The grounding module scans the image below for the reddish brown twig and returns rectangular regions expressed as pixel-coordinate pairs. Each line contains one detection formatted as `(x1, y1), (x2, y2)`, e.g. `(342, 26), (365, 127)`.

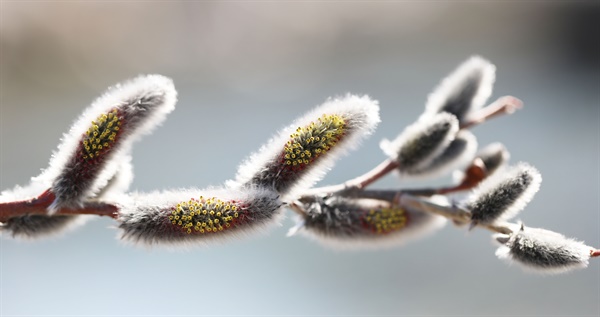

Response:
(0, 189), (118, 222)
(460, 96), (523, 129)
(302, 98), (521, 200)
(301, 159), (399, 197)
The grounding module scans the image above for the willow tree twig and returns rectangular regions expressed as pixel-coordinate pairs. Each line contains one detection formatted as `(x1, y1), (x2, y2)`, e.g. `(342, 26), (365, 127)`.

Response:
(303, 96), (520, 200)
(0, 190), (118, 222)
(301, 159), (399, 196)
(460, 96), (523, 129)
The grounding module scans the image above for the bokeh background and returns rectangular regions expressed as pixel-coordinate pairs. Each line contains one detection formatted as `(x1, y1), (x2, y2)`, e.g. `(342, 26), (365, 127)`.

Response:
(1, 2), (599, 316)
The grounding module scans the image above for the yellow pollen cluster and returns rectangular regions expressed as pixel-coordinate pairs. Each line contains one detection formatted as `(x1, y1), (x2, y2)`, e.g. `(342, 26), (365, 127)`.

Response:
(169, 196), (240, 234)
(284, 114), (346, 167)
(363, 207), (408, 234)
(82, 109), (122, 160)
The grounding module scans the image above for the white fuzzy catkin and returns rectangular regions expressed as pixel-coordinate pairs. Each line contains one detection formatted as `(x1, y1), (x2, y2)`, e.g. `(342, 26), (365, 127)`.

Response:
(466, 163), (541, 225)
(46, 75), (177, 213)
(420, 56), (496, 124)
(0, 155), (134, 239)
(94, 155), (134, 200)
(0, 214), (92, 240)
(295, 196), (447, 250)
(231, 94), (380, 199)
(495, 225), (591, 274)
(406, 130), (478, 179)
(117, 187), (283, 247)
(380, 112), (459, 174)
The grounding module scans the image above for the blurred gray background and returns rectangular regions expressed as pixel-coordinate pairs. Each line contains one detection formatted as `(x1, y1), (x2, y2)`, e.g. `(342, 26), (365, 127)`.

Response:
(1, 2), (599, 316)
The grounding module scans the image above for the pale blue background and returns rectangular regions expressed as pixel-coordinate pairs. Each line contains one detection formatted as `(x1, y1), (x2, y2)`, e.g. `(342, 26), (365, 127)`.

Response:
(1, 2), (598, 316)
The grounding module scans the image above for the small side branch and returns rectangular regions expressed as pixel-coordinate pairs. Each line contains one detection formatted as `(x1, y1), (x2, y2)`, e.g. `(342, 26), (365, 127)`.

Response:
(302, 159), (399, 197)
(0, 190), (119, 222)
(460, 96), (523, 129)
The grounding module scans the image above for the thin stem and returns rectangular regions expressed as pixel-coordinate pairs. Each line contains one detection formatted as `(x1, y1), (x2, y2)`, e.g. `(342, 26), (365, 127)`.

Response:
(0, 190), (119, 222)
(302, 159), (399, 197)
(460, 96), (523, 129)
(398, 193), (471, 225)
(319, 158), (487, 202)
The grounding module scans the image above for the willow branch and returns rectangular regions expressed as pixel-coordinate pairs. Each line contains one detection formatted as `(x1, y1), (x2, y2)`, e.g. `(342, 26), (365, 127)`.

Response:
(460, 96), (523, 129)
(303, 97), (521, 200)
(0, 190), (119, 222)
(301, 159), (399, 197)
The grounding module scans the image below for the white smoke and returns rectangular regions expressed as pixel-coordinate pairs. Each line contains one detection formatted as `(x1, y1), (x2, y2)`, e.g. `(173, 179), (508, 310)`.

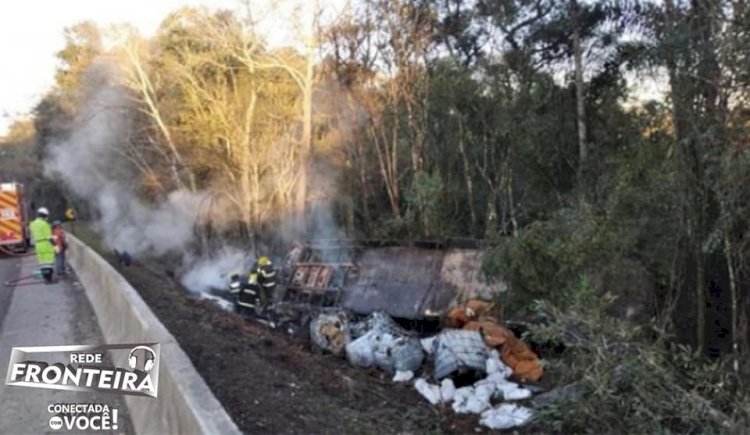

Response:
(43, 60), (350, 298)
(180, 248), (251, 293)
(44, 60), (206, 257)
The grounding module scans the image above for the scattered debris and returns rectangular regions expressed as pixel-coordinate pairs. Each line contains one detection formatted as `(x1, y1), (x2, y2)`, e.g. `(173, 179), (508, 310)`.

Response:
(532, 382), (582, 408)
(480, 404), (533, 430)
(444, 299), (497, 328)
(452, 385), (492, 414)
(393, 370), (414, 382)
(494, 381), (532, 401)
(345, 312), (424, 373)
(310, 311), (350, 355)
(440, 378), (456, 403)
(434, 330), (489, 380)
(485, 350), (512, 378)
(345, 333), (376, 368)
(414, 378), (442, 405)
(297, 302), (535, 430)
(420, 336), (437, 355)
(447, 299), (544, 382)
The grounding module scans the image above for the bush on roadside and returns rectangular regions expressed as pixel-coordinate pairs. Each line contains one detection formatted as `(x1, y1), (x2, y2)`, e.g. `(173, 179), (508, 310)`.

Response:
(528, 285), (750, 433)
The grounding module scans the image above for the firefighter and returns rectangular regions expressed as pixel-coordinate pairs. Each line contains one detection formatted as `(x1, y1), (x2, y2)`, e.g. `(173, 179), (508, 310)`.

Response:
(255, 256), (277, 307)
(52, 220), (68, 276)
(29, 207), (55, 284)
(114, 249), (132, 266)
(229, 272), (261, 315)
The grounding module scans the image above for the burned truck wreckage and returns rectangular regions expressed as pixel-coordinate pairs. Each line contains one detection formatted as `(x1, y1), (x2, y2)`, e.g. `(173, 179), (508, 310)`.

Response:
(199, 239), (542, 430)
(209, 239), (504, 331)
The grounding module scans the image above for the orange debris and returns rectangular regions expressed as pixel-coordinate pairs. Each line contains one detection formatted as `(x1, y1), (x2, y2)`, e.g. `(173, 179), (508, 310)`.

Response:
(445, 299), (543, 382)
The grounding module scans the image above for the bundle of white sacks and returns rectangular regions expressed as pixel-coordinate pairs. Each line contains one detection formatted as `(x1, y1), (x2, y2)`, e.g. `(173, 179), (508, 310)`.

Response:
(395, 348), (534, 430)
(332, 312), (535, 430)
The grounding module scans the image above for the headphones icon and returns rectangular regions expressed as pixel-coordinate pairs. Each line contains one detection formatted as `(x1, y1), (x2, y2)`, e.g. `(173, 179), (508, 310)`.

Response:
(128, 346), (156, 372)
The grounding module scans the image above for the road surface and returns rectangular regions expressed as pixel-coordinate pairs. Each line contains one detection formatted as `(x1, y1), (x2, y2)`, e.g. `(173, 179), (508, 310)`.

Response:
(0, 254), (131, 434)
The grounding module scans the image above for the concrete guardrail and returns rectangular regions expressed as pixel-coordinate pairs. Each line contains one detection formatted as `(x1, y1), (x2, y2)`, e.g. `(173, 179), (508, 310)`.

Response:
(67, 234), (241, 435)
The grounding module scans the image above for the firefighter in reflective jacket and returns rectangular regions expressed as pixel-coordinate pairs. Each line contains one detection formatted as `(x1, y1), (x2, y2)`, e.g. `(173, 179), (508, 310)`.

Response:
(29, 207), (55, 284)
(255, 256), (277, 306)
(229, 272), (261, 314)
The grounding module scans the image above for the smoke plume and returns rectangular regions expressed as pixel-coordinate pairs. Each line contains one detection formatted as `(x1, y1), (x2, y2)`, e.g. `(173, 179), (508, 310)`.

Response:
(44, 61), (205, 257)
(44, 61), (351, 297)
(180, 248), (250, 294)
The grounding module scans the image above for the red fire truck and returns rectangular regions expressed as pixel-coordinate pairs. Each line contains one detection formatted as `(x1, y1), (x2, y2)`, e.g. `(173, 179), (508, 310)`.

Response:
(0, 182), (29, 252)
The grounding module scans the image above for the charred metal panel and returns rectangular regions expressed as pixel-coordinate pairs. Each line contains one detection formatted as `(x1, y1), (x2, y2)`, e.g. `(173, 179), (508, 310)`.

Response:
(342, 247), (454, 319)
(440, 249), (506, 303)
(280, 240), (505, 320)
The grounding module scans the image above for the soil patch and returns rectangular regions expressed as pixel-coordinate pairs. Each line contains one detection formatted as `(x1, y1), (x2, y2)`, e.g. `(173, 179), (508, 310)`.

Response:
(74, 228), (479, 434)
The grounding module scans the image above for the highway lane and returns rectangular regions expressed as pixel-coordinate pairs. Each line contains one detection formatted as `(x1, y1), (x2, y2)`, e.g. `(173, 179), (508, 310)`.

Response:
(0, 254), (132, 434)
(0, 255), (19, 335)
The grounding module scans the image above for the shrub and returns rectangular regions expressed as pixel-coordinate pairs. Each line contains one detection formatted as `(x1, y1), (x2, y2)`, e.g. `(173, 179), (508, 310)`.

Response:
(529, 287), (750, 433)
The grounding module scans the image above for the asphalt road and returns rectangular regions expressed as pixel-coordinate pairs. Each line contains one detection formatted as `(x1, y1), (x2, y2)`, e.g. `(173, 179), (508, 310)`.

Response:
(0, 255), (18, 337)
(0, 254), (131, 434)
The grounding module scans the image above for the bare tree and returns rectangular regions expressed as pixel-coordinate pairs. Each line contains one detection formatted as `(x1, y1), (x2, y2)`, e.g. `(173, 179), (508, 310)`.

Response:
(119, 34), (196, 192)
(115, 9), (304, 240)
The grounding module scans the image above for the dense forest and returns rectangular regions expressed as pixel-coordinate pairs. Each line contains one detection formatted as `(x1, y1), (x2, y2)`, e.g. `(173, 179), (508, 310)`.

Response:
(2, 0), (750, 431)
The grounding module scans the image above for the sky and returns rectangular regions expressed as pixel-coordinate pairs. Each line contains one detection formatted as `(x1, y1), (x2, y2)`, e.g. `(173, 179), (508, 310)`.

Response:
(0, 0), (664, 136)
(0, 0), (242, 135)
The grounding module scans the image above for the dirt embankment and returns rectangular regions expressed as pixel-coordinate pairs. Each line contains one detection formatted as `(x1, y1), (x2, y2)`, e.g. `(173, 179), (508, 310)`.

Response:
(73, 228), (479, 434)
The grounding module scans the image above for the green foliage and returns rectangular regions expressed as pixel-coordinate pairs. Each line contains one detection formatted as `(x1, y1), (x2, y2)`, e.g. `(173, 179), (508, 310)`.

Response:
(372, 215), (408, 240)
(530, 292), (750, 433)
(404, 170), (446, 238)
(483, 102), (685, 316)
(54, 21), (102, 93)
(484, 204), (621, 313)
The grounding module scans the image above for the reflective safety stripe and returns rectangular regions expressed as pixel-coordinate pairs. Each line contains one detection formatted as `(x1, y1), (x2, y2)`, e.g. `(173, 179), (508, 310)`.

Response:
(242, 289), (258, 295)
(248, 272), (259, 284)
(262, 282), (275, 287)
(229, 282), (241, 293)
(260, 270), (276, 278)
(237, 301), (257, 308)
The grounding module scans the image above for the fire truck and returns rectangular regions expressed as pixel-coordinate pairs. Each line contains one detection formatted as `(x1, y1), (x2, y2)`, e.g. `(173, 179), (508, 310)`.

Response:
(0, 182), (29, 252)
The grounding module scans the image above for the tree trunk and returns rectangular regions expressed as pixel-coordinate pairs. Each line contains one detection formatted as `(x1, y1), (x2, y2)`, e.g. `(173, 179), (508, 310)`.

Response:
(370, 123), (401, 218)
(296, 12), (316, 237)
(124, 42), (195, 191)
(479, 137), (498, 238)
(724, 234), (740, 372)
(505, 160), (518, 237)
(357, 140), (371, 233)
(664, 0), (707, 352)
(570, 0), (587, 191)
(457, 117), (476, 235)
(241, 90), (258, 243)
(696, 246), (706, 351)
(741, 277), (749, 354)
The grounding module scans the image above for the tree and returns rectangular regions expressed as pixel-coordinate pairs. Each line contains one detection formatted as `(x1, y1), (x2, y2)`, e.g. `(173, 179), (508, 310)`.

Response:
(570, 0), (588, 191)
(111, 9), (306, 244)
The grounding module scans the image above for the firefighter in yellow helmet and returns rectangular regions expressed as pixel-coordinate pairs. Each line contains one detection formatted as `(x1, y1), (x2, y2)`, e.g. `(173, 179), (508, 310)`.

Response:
● ● ●
— About this exercise —
Go through the records and gather the lines that hold "background".

— Solution to the problem —
The grounding module scans the image above for the bokeh background and returns rectangular regions expressed as pixel-coordinate pairs. Each line contains one detection formatted as `(x1, y1), (x2, y2)`, e.g. `(342, 26), (365, 127)`.
The grounding module scans the image above for the blurred gray background and returns rectangular regions expressed as pixel-coordinate pairs. Each line contains one detection formatted as `(x1, y1), (x2, y2)`, e.g. `(342, 26), (365, 127)`.
The grounding module scans the image above for the pale blue background and returns rectangular regions expressed as pixel-coordinate pairs. Each line contains one detection formatted as `(x1, y1), (x2, y2)`, e.g. `(342, 26), (365, 127)`.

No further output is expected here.